TASK STATEMENT:
Reproduce all of the data that follows, character for character.

INFORMATION SHOWN:
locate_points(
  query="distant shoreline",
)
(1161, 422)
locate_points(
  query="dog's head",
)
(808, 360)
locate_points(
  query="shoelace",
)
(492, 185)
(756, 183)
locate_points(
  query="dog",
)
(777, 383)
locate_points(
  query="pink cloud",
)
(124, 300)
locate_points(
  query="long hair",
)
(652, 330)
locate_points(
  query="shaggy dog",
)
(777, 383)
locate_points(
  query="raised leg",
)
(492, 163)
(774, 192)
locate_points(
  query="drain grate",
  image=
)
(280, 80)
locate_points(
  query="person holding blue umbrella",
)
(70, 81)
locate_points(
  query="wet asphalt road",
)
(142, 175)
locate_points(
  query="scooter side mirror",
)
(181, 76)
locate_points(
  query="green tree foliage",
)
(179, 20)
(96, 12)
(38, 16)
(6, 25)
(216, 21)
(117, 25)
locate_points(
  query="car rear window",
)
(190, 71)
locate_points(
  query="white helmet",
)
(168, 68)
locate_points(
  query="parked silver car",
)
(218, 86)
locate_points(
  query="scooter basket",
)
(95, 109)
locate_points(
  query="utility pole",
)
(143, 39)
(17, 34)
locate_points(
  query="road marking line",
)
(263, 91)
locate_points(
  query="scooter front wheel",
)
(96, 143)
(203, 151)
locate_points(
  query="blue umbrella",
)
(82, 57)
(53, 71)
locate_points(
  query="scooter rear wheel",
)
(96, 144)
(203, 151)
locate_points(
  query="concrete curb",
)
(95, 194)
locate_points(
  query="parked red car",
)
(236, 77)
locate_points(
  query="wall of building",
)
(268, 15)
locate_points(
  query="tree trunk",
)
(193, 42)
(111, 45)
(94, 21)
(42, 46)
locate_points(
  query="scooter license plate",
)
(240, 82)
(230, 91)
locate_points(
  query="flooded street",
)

ANSWER BELOW:
locate_points(
  query="distant shoreline",
)
(1161, 422)
locate_points(
  query="dog's head",
)
(808, 360)
locate_points(
  query="shoelace",
)
(492, 185)
(756, 183)
locate_points(
  query="dog",
)
(777, 383)
locate_points(
  query="pink cloud",
)
(124, 300)
locate_points(
  query="long hair",
)
(652, 330)
locate_points(
  query="shaggy dog",
)
(777, 383)
locate_points(
  query="raised leg",
)
(492, 163)
(774, 192)
locate_points(
  query="drain grate",
  image=
)
(280, 80)
locate_points(
  query="person holding blue umbrella",
)
(70, 81)
locate_points(
  query="wet asphalt road",
)
(142, 175)
locate_points(
  query="scooter side mirror",
)
(181, 76)
locate_points(
  query="green tree foliage",
)
(179, 20)
(96, 12)
(38, 16)
(6, 25)
(216, 21)
(117, 25)
locate_points(
  query="car rear window",
)
(190, 71)
locate_points(
  query="white helmet",
)
(168, 68)
locate_points(
  query="parked silver car",
)
(218, 86)
locate_points(
  query="scooter basket",
)
(95, 109)
locate_points(
  query="utility pole",
)
(143, 39)
(17, 34)
locate_points(
  query="road marking line",
)
(263, 91)
locate_points(
  query="scooter front wheel",
)
(96, 143)
(203, 151)
locate_points(
  query="blue umbrella",
)
(82, 57)
(53, 71)
locate_points(
  query="scooter rear wheel",
)
(96, 144)
(203, 151)
locate_points(
  query="concrete curb",
)
(95, 194)
locate_points(
  query="parked red car",
)
(236, 77)
locate_points(
  query="wall of building",
)
(268, 15)
locate_points(
  query="tree trunk",
)
(193, 42)
(111, 45)
(94, 21)
(42, 46)
locate_points(
  query="scooter license plate",
)
(240, 82)
(230, 91)
locate_points(
  query="flooded street",
)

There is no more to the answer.